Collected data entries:
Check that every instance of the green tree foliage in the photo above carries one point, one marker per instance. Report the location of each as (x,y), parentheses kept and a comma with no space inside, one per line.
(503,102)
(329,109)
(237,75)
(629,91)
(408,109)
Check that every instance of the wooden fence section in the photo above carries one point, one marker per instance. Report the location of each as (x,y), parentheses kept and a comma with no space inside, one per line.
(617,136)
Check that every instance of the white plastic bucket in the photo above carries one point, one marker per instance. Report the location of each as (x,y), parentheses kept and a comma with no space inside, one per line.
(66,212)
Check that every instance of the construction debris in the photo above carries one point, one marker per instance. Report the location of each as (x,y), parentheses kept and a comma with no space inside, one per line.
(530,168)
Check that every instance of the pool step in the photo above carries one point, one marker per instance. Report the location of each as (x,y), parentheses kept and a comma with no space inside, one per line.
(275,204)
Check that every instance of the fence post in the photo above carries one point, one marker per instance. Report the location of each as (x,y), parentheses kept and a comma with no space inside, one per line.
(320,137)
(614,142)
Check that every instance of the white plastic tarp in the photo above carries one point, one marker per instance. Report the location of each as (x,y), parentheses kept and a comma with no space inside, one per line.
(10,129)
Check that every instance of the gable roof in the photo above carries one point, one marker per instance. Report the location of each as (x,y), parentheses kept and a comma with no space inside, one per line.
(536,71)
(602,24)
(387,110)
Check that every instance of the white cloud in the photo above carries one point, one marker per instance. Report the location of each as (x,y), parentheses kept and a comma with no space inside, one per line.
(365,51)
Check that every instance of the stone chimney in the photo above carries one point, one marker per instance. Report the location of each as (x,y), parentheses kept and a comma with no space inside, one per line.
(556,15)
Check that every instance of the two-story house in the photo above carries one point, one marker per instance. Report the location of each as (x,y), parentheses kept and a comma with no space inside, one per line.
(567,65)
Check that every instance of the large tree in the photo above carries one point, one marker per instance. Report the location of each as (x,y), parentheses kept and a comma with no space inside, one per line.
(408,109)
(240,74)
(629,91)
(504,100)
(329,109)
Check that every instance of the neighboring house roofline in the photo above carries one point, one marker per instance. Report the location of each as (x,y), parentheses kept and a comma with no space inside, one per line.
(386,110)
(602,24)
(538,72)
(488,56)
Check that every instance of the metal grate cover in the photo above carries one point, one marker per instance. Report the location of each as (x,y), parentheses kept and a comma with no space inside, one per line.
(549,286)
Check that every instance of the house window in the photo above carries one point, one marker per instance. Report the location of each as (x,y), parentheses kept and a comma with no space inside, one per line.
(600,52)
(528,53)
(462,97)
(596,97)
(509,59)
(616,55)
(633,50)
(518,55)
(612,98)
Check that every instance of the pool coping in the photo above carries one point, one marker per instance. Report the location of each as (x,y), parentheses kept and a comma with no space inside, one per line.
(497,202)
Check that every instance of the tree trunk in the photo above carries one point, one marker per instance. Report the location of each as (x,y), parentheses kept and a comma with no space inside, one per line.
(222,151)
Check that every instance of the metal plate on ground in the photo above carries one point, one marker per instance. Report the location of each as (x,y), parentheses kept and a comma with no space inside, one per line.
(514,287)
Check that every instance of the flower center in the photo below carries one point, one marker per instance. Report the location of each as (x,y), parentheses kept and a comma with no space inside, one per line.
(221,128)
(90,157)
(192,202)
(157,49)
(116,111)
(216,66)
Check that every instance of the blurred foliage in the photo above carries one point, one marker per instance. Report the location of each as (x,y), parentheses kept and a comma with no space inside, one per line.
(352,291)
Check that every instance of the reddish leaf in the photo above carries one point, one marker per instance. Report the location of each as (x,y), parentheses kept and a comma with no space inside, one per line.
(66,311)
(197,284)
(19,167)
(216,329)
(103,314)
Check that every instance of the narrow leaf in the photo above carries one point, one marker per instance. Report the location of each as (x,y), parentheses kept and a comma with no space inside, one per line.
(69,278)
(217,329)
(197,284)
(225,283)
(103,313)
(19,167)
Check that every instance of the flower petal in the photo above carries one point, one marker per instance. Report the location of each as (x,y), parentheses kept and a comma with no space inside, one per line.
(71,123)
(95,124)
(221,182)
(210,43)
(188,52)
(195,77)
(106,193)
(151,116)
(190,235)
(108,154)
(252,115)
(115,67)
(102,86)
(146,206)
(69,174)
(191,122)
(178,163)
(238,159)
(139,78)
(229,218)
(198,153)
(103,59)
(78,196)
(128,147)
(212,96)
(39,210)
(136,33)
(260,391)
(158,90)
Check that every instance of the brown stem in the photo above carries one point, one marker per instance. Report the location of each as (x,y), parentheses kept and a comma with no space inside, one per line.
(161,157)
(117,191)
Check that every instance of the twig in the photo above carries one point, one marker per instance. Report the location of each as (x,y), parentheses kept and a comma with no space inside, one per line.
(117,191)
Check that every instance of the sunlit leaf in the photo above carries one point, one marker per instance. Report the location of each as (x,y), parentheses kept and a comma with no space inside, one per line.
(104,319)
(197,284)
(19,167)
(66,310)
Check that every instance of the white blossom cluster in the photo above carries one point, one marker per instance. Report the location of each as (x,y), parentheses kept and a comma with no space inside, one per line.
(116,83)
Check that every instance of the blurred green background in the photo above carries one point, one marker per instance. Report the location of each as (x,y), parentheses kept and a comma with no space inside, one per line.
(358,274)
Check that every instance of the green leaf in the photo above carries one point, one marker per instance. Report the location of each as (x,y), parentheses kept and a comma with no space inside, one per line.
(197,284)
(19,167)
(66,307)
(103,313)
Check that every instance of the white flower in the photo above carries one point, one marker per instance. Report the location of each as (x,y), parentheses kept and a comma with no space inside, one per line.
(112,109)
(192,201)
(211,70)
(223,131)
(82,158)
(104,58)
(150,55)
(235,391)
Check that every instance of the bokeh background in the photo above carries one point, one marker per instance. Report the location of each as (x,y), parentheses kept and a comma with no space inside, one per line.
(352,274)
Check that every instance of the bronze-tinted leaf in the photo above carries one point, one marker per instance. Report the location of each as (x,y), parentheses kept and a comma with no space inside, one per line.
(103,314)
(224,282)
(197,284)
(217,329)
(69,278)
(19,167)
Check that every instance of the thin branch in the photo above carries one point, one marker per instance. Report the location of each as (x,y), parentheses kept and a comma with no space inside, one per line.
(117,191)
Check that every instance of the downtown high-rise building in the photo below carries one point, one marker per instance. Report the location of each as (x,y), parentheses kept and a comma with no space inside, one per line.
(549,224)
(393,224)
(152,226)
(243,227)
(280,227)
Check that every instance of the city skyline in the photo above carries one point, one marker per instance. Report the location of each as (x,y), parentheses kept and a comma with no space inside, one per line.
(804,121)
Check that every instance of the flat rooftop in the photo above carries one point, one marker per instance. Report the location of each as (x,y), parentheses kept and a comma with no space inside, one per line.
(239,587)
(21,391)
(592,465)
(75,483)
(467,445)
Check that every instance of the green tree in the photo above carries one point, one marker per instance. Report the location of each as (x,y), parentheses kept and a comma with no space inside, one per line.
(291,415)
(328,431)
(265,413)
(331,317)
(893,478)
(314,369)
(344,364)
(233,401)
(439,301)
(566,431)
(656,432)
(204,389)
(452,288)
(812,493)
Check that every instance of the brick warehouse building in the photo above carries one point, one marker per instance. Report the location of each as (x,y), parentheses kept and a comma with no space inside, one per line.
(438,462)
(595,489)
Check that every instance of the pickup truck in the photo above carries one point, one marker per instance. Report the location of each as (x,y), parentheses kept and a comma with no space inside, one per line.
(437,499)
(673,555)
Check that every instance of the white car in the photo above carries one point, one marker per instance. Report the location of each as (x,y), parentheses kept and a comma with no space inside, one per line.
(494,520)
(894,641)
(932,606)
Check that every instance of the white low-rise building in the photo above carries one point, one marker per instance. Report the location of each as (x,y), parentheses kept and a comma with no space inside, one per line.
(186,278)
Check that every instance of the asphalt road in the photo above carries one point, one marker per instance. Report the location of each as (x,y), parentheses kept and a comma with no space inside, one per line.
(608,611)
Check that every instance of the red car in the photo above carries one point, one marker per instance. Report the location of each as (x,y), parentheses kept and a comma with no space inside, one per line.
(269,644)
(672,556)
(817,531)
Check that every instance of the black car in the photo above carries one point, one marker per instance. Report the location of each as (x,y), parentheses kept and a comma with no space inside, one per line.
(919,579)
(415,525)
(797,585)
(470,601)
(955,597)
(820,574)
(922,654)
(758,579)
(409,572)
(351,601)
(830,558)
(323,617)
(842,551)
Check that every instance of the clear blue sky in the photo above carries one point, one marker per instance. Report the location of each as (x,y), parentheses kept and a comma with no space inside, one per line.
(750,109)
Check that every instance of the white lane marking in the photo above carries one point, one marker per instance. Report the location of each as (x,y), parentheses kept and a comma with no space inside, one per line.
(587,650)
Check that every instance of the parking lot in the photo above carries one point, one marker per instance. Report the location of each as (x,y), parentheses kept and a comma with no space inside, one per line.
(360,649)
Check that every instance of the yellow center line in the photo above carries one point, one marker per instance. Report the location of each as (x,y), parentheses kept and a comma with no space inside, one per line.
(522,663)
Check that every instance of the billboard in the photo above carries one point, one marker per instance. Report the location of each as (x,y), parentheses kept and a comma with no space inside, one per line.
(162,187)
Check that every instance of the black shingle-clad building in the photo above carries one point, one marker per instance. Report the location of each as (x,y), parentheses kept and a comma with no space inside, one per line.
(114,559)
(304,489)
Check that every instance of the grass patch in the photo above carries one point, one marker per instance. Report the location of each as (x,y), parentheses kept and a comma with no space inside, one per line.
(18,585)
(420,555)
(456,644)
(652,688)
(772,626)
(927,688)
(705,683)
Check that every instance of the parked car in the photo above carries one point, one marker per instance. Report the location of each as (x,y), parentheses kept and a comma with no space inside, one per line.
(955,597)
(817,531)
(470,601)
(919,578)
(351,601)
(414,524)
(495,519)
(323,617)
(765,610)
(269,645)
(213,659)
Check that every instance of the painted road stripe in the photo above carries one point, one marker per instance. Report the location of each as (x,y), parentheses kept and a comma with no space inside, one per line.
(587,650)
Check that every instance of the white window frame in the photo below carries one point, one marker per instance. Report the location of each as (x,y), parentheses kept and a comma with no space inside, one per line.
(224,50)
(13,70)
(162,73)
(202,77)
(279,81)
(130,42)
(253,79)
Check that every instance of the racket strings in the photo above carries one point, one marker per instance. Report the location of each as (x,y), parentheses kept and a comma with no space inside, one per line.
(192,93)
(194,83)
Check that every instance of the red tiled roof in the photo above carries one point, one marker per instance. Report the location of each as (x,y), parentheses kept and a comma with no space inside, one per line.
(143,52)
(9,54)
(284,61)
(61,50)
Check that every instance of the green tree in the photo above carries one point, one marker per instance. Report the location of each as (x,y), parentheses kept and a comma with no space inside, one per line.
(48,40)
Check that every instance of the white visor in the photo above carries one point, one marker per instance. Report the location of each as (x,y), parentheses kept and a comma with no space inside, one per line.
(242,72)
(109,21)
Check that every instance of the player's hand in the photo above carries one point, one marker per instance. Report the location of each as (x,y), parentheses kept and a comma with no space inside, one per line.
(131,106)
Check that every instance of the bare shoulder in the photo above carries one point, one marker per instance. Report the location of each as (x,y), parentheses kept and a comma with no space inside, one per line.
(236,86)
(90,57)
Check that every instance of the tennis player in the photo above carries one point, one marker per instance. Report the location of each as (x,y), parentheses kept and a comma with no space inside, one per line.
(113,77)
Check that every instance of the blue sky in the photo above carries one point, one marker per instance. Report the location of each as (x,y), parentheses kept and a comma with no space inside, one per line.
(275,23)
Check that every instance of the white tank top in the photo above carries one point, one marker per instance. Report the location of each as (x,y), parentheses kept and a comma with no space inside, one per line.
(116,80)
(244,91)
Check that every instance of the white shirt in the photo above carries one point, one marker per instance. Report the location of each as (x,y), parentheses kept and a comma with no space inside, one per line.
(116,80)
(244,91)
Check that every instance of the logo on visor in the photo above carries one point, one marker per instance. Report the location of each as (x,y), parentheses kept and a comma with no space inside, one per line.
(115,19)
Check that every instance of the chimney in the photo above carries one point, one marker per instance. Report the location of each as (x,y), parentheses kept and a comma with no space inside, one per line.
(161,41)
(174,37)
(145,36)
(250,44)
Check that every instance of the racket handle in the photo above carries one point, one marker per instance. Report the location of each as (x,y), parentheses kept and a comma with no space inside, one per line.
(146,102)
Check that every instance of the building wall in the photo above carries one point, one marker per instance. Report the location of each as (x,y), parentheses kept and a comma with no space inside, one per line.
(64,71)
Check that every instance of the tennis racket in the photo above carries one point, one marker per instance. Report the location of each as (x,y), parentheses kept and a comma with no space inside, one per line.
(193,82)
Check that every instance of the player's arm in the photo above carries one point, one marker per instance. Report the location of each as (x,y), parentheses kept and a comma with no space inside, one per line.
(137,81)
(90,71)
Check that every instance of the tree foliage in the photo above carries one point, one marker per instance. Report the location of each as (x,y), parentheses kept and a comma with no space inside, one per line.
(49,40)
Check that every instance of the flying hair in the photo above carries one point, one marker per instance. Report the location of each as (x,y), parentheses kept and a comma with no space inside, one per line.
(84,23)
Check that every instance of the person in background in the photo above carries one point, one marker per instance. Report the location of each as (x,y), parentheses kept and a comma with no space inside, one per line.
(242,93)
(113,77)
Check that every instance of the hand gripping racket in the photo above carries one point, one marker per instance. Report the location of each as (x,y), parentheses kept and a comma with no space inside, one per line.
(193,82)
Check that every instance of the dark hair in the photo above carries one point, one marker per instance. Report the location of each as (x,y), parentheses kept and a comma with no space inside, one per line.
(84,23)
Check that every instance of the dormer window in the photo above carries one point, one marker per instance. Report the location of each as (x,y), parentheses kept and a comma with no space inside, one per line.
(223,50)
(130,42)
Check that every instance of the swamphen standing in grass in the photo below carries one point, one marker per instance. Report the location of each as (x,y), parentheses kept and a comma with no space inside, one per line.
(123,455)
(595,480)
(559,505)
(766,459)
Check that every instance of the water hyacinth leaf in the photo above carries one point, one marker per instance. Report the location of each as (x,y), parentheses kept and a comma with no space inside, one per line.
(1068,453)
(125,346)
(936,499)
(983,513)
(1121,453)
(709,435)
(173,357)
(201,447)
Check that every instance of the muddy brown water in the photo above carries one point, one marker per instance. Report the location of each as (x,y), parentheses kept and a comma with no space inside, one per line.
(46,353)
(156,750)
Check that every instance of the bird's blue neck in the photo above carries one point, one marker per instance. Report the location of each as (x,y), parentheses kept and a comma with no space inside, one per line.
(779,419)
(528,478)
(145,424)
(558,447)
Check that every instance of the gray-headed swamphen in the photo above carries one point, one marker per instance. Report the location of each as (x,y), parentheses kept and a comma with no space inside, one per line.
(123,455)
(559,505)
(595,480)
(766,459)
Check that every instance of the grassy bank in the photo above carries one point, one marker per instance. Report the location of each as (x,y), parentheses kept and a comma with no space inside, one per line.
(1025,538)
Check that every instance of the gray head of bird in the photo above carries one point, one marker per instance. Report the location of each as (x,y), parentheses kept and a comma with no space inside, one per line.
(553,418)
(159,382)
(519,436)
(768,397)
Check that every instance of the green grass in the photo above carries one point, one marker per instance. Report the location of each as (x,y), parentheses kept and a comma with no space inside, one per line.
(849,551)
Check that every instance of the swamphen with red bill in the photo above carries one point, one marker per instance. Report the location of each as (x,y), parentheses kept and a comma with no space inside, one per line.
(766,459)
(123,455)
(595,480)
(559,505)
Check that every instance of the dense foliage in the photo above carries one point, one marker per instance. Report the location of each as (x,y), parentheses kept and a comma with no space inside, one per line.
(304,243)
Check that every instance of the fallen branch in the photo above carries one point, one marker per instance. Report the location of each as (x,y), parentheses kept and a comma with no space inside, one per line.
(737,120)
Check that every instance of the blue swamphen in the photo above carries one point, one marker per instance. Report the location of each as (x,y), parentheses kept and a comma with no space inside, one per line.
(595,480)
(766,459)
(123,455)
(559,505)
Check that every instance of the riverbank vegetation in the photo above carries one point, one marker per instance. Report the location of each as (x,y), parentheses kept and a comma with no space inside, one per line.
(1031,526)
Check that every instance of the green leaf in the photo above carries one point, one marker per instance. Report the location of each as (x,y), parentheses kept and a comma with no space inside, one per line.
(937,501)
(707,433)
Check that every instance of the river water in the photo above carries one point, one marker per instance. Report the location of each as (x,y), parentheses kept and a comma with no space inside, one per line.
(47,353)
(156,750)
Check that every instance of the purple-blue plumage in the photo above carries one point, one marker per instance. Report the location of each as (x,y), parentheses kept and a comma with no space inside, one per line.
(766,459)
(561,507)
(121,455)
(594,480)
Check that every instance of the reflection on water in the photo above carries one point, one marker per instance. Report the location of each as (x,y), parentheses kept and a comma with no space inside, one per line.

> [EXERCISE DIRECTIONS]
Reproduce, word for word, every line starting at the line that contains "Check that every instance of the fallen" and ending with the final line of the entries.

> [ANSWER BELOW]
Check that every instance of the fallen branch in the photo above carries one point, one marker per instance. Report the location of each as (x,y), parentheses kept and a comma with no space inside, one per line.
(737,120)
Check that every instance of the blue swamphen in the photo above carries one point, one marker per instance. Report the location of each as (x,y), parentheses kept and a comma with no space inside, one per line.
(595,480)
(766,459)
(123,455)
(559,505)
Check that every instance of the riverbank vegetation in the photo above carries one point, one marker per instance. Report the location of each as (x,y), parentheses kept and a comma with no space inside, one per line.
(1031,526)
Check that every instance of the green leaf in the photo above carries one point, one marker per instance. Report the location of each as (x,y), parentheses kept and a comma with no space inside, one per line.
(937,501)
(707,433)
Check that every instance of the river water in the photo above carries one point, one marker per instance. Report the location of each as (x,y), parentheses kept and a comma with no space inside, one per line.
(47,353)
(156,750)
Check that every instance of the purple-blue plumage in the photo above carries one point, one marker per instance. Report the location of each as (x,y), parentheses kept and a comma with no space inside, one per line.
(766,459)
(561,507)
(121,455)
(594,480)
Check that every instance of the reflection on water in the photo above carries one point, one marker per instance. Report the location of each as (x,y), parentheses kept and a comma with no space inside, one per line.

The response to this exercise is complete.